[Stored data]
# # # # #
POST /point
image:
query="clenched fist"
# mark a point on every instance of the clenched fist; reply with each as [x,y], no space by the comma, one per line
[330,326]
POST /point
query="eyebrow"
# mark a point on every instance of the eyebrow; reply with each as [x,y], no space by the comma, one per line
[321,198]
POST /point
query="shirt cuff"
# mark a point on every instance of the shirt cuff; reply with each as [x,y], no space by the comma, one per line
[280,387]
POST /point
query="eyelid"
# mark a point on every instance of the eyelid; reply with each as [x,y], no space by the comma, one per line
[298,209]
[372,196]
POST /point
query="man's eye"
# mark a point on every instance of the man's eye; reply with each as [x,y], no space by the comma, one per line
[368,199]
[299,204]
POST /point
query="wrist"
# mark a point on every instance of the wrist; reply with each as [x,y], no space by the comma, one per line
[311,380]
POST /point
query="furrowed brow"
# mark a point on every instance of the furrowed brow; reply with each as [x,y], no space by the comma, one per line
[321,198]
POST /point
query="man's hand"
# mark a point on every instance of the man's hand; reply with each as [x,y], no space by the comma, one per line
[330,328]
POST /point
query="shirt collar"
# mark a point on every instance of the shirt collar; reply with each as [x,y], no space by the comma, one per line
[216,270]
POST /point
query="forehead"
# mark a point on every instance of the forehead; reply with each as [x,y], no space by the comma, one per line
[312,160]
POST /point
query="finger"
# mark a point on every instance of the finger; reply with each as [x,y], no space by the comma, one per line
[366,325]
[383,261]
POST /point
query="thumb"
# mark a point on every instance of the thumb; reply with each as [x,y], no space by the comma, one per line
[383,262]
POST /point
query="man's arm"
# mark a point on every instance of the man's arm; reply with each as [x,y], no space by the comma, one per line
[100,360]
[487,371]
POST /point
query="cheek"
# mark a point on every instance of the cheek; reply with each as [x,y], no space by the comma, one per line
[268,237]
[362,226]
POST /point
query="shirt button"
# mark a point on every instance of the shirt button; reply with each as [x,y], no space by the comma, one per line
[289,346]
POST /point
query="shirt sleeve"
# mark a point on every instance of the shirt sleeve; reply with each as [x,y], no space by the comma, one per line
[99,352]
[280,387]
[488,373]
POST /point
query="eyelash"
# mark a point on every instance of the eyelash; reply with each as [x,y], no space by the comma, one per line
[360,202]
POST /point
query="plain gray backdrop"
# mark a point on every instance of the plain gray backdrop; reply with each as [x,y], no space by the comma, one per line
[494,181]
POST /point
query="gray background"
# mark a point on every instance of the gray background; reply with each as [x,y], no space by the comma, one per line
# # # # #
Pick out every line in the listing above that contains the string "plain", treating uppercase and lowercase as different.

■ **Task answer**
query="plain gray backdrop"
# mark a point on every instance of the plain gray backdrop; reply with each as [x,y], no space by the comma, one per line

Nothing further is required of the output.